* TASK INSTRUCTIONS *
Make an exact copy of all the entries, with the pictures left out.

* SUPPLIED RECORDS *

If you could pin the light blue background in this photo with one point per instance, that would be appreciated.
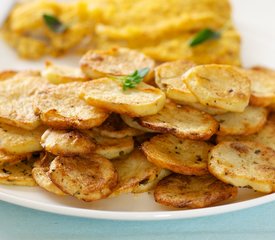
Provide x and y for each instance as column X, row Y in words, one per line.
column 18, row 223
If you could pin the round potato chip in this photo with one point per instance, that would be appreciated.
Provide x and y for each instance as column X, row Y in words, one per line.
column 244, row 164
column 88, row 179
column 67, row 143
column 60, row 107
column 108, row 93
column 115, row 62
column 182, row 191
column 250, row 121
column 187, row 157
column 220, row 86
column 181, row 121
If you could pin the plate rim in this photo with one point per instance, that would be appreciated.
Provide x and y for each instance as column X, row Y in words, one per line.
column 136, row 215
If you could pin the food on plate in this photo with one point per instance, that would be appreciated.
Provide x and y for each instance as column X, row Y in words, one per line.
column 111, row 147
column 115, row 62
column 262, row 86
column 16, row 99
column 136, row 174
column 266, row 136
column 40, row 174
column 220, row 86
column 114, row 127
column 19, row 174
column 244, row 164
column 181, row 121
column 20, row 141
column 59, row 106
column 56, row 74
column 250, row 121
column 67, row 143
column 89, row 178
column 57, row 28
column 182, row 191
column 108, row 93
column 184, row 156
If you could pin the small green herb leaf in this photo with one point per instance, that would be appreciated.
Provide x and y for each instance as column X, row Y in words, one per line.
column 135, row 78
column 54, row 23
column 202, row 36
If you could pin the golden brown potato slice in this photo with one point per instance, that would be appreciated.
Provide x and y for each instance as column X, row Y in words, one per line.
column 182, row 121
column 266, row 136
column 110, row 147
column 244, row 164
column 40, row 173
column 115, row 127
column 168, row 78
column 18, row 174
column 20, row 141
column 262, row 86
column 187, row 157
column 88, row 179
column 108, row 93
column 135, row 173
column 67, row 143
column 250, row 121
column 16, row 99
column 10, row 159
column 220, row 86
column 182, row 191
column 115, row 62
column 60, row 107
column 133, row 123
column 62, row 74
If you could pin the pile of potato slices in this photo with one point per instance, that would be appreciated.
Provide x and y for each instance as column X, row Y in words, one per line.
column 191, row 133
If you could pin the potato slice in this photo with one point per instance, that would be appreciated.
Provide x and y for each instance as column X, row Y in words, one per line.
column 244, row 164
column 187, row 157
column 133, row 122
column 115, row 127
column 248, row 122
column 220, row 86
column 67, row 143
column 135, row 173
column 88, row 179
column 182, row 191
column 110, row 147
column 10, row 159
column 115, row 62
column 262, row 86
column 16, row 99
column 20, row 141
column 108, row 93
column 60, row 107
column 266, row 136
column 18, row 174
column 182, row 121
column 63, row 74
column 168, row 78
column 40, row 173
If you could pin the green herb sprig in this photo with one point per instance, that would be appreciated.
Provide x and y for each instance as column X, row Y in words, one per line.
column 54, row 24
column 132, row 80
column 202, row 36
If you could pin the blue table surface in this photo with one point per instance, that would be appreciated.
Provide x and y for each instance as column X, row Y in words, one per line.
column 18, row 223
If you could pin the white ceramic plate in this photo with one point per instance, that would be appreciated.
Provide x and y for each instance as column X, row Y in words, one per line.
column 253, row 19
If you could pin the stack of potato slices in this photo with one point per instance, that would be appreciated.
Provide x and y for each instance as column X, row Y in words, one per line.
column 191, row 133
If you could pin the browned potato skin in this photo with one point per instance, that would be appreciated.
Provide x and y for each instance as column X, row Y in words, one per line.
column 159, row 123
column 182, row 191
column 88, row 179
column 166, row 151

* EXPECTED ANSWER *
If you could pin the light blue background in this photo with one point per instance, that would be appreciated.
Provide x and y for each instance as column X, row Y in words, one per line.
column 18, row 223
If you could pin the round potato chip in this photo with one point per instance, that would be appreciated.
Provide x and y for each instance as column X, row Y in words, one per line.
column 244, row 164
column 88, row 179
column 67, row 143
column 60, row 107
column 108, row 93
column 115, row 62
column 182, row 191
column 250, row 121
column 187, row 157
column 220, row 86
column 181, row 121
If you could pin the plate rim in this photo with one point per instance, that would be appreciated.
Provide x and y for each instance as column X, row Y in words, one per line.
column 136, row 215
If you could pin the food on plate in this photo with one point per instance, that would be appreciated.
Provide x and y for each instance as column X, row Y in words, one per line.
column 111, row 147
column 115, row 62
column 262, row 86
column 16, row 99
column 136, row 174
column 266, row 136
column 40, row 174
column 220, row 86
column 114, row 127
column 19, row 174
column 244, row 164
column 181, row 121
column 20, row 141
column 59, row 106
column 56, row 74
column 250, row 121
column 67, row 143
column 89, row 178
column 57, row 28
column 182, row 191
column 108, row 93
column 184, row 156
If you could pin the small green herb leaf in this photo with one point per instance, that would be appreciated.
Provide x and y for each instance as column X, row Y in words, one per line.
column 135, row 78
column 54, row 23
column 202, row 36
If you could pin the golden brown potato slice in this photo with one point per instance, that would be appreciated.
Provide x and y for each instance as column X, row Y in words, one per line.
column 182, row 121
column 266, row 136
column 110, row 147
column 244, row 164
column 40, row 173
column 115, row 127
column 168, row 78
column 18, row 174
column 20, row 141
column 262, row 86
column 187, row 157
column 88, row 179
column 108, row 93
column 135, row 173
column 67, row 143
column 250, row 121
column 16, row 99
column 10, row 159
column 220, row 86
column 182, row 191
column 115, row 62
column 60, row 107
column 133, row 123
column 62, row 74
If you could pin the pile of potato slices in this photo with one point per instance, that would be appreciated.
Provide x and y for each instance as column X, row Y in words, one per line.
column 191, row 133
If you could pin the potato slice in this photo with one point per instance, that would be appreciated.
Provide x and y for each instance as column X, row Y in words, one per line.
column 244, row 164
column 187, row 157
column 133, row 122
column 115, row 127
column 248, row 122
column 220, row 86
column 67, row 143
column 135, row 173
column 88, row 179
column 182, row 191
column 110, row 147
column 10, row 159
column 115, row 62
column 262, row 86
column 16, row 99
column 20, row 141
column 108, row 93
column 60, row 107
column 266, row 136
column 18, row 174
column 182, row 121
column 63, row 74
column 168, row 78
column 40, row 173
If you could pin the green herb sprig in this photo with one point per instance, that would be appreciated.
Provide x and y for each instance as column X, row Y in words, one per line.
column 54, row 24
column 132, row 80
column 202, row 36
If you could pin the blue table surface in this photo with one point per instance, that would be appreciated.
Provide x and y for each instance as column X, row Y in words, one per line.
column 18, row 223
If you could pin the white ceramic plate in this photo with one point per instance, that would be appreciated.
Provide x and y for each instance as column X, row Y in words, one per line.
column 253, row 19
If you could pin the stack of potato slices in this photo with one point per instance, that would be appreciated.
Provide x and y for each instance as column X, row Y in words, one per line.
column 191, row 133
If you could pin the browned potato skin in this photo with one point per instance, that would be appreciated.
Provide x and y for each instance as column X, row Y in words, one per line.
column 159, row 123
column 182, row 191
column 88, row 179
column 166, row 151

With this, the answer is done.